### EXERCISE AIM
The records that follow are to be repeated without alteration.
>> START DATA FOR PROCESSING
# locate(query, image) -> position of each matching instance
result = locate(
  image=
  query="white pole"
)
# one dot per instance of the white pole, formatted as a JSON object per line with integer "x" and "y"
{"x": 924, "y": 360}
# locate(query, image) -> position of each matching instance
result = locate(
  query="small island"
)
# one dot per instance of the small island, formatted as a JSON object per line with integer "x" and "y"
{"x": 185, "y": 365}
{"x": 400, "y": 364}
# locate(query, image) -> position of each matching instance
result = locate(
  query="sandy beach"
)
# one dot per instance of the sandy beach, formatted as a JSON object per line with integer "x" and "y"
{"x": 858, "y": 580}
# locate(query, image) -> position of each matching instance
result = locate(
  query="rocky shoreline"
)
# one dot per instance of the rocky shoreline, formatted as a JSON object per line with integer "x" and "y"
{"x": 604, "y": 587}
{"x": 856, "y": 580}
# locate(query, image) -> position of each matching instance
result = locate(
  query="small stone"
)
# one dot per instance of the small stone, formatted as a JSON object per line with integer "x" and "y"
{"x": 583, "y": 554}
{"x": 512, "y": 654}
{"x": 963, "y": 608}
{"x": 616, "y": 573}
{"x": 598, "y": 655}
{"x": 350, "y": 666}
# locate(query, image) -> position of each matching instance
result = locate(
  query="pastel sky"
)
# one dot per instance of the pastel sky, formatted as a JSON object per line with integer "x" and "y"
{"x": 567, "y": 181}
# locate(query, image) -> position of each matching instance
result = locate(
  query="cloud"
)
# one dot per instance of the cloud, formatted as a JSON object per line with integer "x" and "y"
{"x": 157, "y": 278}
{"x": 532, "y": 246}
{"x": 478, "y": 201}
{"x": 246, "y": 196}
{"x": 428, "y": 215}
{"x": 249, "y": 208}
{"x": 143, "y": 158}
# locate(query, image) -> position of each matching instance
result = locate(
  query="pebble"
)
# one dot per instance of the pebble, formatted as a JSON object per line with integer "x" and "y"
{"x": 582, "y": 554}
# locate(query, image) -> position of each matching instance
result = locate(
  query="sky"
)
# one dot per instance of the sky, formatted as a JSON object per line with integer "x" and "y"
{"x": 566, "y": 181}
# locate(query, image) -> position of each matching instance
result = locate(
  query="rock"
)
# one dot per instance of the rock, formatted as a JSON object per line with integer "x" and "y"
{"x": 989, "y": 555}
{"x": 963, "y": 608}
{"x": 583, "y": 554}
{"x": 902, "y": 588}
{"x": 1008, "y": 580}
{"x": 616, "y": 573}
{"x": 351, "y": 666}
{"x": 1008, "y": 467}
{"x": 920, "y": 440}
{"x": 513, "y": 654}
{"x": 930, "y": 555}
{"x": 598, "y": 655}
>> END DATA FOR PROCESSING
### RESULT
# locate(query, image) -> position of each matching instance
result = locate(
  image=
  query="white pole"
)
# one dot per instance of the white pole, formatted as a JSON object per line with integer "x" and "y"
{"x": 924, "y": 360}
# locate(query, image) -> position of each matching instance
result = locate(
  query="small island"
)
# one dot per instance of the small island, formatted as a JSON object per line with integer "x" and "y"
{"x": 185, "y": 365}
{"x": 400, "y": 364}
# locate(query, image) -> position of each matching instance
result = locate(
  query="sandy beach"
)
# one dot per instance of the sandy beach, formatted as a JSON object per line with integer "x" and "y"
{"x": 858, "y": 580}
# locate(query, image) -> position of each matching instance
result = locate(
  query="rocky shoreline"
)
# one dot per instance of the rocky shoreline, formatted as a JSON object per line with integer "x" and "y"
{"x": 604, "y": 587}
{"x": 856, "y": 580}
# locate(query, image) -> position of each matching instance
result = locate(
  query="small stone"
)
# one dot per instance of the small stone, formatted as a JSON object per line with integer "x" and "y"
{"x": 583, "y": 554}
{"x": 512, "y": 654}
{"x": 963, "y": 608}
{"x": 616, "y": 573}
{"x": 598, "y": 655}
{"x": 350, "y": 666}
# locate(query, image) -> position of each matching instance
result = locate(
  query="pastel sky"
)
# one dot per instance of the pastel sky, formatted as a JSON object per line with integer "x" and "y"
{"x": 567, "y": 181}
# locate(query, image) -> position of each matching instance
result = locate(
  query="cloud"
)
# one dot per instance of the cloud, formatted as a JSON object per line with integer "x" and "y"
{"x": 157, "y": 278}
{"x": 532, "y": 246}
{"x": 478, "y": 201}
{"x": 246, "y": 196}
{"x": 428, "y": 215}
{"x": 249, "y": 208}
{"x": 143, "y": 158}
# locate(query, image) -> position of each matching instance
result = locate(
  query="pebble"
)
# one dot per instance of the pebble, formatted as a JSON object per line with integer "x" and "y"
{"x": 582, "y": 554}
# locate(query, image) -> position of each matching instance
result = locate(
  query="sky"
)
# one dot per instance of the sky, formatted as a JSON object per line with integer "x" and "y"
{"x": 566, "y": 181}
# locate(query, image) -> position of each matching instance
result = locate(
  query="rock"
)
# one dot per instance of the rock, formatted as a JSON object per line with integer "x" and "y"
{"x": 989, "y": 555}
{"x": 963, "y": 608}
{"x": 583, "y": 554}
{"x": 902, "y": 588}
{"x": 1008, "y": 580}
{"x": 616, "y": 573}
{"x": 351, "y": 666}
{"x": 1008, "y": 467}
{"x": 920, "y": 440}
{"x": 513, "y": 654}
{"x": 930, "y": 555}
{"x": 598, "y": 655}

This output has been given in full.